-- Text to read --
-- Start --
Breaking the Cage of the Mind: Beyond the Narrow Debt Sustainability Framework to Build and Revitalize Public Assets(The author is Wang Yan, a senior academic researcher at Boston University Global Development Policy Center.)
(Yicai) April 20 -- On March 19, 2026, the U.S. Treasury released the Fiscal Year 2025 Financial Report of the United States Government. This report deserves serious attention not only because it once again acknowledges that the U.S. fiscal path is under mounting strain and is even approaching technical insolvency, but also because it inadvertently exposes a fundamental asymmetry in today’s system of international fiscal governance: when the United States evaluates itself, it uses the language of a more complete balance sheet; yet when the International Monetary Fund evaluates many developing countries, especially in Africa, it still largely remains trapped in a narrow, one-sided framework, the Debt Sustainability Framework, focused mainly on debt, deficits, and repayment capacity, while neglecting the role of public assets.
The Treasury report explicitly states that the current fiscal path is “unsustainable.” Yet the same report also emphasizes that cash-flow discussions centered on budget deficits and debt “tell only part of the story.” The key figures it presents are these: in FY2025, the U.S. government held approximately USD6.1 trillion in total assets and about USD47.8 trillion in total liabilities, leaving it with a negative net worth of USD41.7 trillion. Debt held by the public amounted to 99 percent of GDP, and under current policy assumptions, that ratio could rise to 576 percent by 2100. In other words, even the U.S. Treasury itself does not reduce America’s fiscal problem to a simple story of “too much debt.” Instead, it places the issue back within a more complete framework of assets, liabilities, and net worth.
-- End --
-- Stated task a --
Reproduce the passage of the article on debt sustainability from "(Yicai) April 20" to "of public assets.".

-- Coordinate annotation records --
-- Start --
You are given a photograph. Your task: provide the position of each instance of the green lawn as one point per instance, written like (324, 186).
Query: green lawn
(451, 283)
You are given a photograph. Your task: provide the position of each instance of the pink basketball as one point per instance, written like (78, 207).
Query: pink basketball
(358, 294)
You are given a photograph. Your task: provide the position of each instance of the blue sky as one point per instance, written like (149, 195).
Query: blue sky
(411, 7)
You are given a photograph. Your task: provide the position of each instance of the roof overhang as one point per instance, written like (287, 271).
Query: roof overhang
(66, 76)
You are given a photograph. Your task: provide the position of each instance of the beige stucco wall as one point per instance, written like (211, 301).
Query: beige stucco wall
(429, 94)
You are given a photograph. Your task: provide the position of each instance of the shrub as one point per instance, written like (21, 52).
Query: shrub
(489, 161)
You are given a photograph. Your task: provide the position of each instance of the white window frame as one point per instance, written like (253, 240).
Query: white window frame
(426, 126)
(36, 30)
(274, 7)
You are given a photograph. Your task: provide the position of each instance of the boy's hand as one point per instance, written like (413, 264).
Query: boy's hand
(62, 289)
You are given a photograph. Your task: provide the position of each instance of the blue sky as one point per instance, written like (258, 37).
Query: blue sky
-- End --
-- Start --
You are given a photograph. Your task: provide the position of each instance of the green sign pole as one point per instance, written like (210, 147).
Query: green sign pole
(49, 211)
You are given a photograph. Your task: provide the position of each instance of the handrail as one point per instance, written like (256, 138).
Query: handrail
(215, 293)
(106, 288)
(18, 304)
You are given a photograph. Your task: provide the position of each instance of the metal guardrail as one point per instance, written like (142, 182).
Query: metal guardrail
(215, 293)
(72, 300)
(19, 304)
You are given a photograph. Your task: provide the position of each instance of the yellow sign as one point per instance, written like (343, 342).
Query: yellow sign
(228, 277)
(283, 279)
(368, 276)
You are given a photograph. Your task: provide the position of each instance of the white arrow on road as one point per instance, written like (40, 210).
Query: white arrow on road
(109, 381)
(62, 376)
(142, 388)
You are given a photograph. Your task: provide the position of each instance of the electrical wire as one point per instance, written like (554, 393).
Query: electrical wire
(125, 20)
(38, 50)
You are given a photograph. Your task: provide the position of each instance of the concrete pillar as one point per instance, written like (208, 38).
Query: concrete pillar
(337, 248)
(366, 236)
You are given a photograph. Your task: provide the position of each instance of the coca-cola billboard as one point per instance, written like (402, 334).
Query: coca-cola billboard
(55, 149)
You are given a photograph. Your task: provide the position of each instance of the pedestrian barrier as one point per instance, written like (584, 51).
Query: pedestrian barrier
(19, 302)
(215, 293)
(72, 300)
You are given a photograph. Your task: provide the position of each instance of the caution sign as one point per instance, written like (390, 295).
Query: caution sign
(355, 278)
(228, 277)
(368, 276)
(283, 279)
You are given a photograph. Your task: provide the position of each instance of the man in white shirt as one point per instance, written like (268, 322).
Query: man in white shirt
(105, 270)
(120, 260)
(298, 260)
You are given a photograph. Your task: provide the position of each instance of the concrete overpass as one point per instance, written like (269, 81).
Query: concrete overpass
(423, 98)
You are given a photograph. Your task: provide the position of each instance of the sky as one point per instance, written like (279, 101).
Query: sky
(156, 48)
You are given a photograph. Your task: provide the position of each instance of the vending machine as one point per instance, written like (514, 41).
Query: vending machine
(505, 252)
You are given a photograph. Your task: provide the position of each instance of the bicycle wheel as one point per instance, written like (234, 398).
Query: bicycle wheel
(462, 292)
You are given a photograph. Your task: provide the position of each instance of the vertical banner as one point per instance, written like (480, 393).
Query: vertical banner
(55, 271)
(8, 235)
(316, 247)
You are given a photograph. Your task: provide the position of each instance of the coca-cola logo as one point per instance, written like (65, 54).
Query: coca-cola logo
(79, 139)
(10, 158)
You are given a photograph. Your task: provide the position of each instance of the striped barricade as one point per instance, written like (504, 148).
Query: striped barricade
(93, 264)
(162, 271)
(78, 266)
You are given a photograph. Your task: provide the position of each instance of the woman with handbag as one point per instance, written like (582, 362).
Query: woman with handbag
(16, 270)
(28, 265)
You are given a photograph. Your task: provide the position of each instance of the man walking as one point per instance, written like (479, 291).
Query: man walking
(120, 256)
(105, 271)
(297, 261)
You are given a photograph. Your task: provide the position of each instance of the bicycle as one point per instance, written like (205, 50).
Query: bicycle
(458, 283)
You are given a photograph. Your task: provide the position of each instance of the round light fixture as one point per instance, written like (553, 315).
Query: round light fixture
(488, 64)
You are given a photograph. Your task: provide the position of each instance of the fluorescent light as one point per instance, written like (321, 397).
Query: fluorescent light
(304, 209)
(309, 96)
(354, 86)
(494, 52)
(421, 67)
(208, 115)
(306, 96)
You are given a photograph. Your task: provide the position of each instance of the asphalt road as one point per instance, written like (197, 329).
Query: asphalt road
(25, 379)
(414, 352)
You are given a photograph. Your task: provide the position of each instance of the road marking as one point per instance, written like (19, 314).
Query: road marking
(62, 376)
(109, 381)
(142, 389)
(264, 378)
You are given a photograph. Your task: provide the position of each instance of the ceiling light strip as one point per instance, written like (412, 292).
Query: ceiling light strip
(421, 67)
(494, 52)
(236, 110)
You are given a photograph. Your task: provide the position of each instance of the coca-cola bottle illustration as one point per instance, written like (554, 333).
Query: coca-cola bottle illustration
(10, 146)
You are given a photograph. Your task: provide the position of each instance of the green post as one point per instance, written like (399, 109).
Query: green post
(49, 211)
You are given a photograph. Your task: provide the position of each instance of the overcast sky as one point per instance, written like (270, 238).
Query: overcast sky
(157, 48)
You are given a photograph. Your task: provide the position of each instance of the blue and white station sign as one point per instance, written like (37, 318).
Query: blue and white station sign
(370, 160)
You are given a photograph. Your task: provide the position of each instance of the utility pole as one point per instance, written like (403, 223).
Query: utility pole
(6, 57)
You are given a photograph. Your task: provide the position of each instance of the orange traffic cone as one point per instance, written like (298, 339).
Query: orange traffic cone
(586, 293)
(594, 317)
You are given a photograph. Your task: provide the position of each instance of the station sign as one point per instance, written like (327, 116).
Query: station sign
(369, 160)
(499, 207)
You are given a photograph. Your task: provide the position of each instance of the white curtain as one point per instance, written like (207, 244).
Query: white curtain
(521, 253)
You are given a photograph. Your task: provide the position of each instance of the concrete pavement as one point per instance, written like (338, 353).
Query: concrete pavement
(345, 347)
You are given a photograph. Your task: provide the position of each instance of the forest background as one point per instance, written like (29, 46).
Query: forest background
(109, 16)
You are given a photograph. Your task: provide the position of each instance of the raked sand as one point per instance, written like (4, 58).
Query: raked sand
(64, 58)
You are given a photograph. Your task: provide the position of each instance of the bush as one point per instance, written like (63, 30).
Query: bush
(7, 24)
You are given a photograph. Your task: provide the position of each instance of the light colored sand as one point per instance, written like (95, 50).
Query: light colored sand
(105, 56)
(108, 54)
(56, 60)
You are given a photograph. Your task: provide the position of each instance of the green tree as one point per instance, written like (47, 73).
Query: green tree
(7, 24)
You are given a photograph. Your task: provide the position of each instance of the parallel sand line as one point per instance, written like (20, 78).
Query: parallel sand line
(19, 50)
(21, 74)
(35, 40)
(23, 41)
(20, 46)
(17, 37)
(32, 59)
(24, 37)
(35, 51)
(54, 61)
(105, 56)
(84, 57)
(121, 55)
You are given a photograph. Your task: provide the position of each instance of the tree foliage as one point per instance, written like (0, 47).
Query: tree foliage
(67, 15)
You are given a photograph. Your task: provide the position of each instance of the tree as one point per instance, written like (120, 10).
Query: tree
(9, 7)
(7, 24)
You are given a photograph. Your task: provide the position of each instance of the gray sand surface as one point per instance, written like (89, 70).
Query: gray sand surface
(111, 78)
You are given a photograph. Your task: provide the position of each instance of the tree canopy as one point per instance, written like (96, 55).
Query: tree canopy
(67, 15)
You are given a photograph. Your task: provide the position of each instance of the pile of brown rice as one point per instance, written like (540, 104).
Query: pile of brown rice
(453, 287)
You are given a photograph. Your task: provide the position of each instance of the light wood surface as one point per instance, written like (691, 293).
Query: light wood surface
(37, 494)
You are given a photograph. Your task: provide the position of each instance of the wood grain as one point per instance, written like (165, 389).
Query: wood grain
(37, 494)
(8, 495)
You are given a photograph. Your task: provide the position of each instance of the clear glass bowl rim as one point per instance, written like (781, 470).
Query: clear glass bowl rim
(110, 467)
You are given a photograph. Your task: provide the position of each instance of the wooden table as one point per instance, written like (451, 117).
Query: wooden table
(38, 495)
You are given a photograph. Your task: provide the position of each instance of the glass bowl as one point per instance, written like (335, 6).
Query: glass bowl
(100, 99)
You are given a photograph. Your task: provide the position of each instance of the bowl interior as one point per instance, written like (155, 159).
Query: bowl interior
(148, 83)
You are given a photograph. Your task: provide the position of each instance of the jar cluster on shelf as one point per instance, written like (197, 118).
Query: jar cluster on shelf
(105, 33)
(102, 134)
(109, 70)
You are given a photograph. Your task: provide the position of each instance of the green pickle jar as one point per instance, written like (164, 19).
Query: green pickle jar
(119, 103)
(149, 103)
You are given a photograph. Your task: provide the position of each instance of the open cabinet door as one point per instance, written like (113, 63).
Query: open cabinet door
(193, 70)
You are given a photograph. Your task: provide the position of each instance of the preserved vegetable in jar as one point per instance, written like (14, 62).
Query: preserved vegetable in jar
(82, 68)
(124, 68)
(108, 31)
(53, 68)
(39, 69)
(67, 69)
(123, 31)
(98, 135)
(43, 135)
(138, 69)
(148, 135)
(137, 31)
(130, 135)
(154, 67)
-- End --
-- Start --
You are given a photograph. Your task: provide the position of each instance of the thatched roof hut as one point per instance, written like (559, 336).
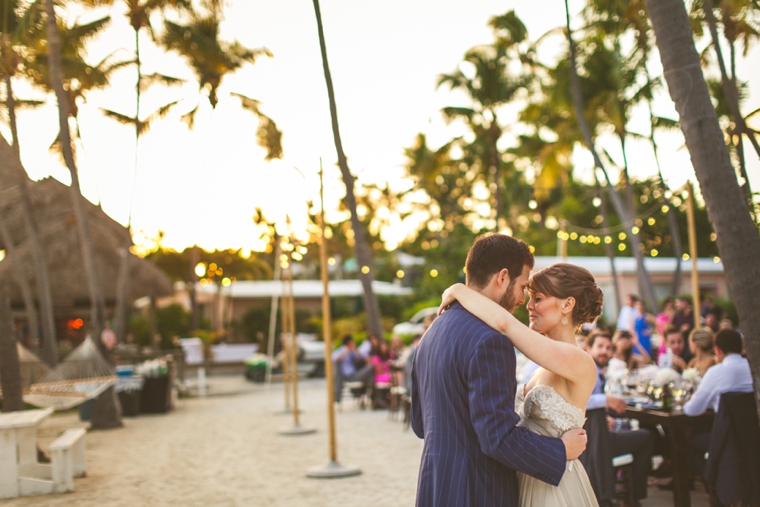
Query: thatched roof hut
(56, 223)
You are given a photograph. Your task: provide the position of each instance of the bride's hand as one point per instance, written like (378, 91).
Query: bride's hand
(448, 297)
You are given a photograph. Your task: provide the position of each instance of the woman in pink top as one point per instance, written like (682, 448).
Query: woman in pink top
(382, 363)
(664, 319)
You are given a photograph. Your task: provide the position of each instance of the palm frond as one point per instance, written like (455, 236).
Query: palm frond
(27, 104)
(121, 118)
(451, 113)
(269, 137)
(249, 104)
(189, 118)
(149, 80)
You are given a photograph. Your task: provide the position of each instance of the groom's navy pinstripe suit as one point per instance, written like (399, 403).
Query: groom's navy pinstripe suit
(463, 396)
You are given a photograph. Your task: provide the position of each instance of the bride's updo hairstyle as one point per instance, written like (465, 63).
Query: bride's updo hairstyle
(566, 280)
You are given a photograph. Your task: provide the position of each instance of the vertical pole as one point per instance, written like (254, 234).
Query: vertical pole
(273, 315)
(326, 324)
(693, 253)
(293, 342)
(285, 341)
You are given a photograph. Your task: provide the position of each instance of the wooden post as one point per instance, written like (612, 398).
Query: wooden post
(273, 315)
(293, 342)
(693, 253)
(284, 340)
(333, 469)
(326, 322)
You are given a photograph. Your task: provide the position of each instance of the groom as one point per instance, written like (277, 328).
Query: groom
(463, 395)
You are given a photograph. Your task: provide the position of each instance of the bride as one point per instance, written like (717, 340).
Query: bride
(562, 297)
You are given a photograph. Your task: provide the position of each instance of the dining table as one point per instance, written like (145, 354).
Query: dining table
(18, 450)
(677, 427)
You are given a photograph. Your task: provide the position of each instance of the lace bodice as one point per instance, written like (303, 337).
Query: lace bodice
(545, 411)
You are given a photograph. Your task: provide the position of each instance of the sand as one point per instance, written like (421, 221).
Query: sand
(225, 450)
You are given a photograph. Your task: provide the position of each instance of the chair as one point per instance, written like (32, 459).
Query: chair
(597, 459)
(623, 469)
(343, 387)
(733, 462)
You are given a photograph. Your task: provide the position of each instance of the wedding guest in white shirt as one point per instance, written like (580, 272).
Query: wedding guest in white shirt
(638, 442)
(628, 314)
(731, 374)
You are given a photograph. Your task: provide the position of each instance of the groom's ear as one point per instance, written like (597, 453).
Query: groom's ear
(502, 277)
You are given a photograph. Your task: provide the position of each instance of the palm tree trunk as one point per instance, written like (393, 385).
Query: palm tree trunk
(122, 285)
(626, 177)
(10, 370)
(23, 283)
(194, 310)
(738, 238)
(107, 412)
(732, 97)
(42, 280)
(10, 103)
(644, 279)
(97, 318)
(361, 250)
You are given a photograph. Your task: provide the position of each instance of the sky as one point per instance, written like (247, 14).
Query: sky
-- End --
-- Stated task b --
Pull out every line of the records that contains the string "curtain".

-- Finished answer a --
(Yicai) April 20 -- On March 19, 2026, the U.S. Treasury released the Fiscal Year 2025 Financial Report of the United States Government. This report deserves serious attention not only because it once again acknowledges that the U.S. fiscal path is under mounting strain and is even approaching technical insolvency, but also because it inadvertently exposes a fundamental asymmetry in today’s system of international fiscal governance: when the United States evaluates itself, it uses the language of a more complete balance sheet; yet when the International Monetary Fund evaluates many developing countries, especially in Africa, it still largely remains trapped in a narrow, one-sided framework, the Debt Sustainability Framework, focused mainly on debt, deficits, and repayment capacity, while neglecting the role of public assets.

-- Finished answer b --
You are given a photograph. Your task: provide the position of each instance of the white curtain as one point per instance, written like (207, 244).
Query: white curtain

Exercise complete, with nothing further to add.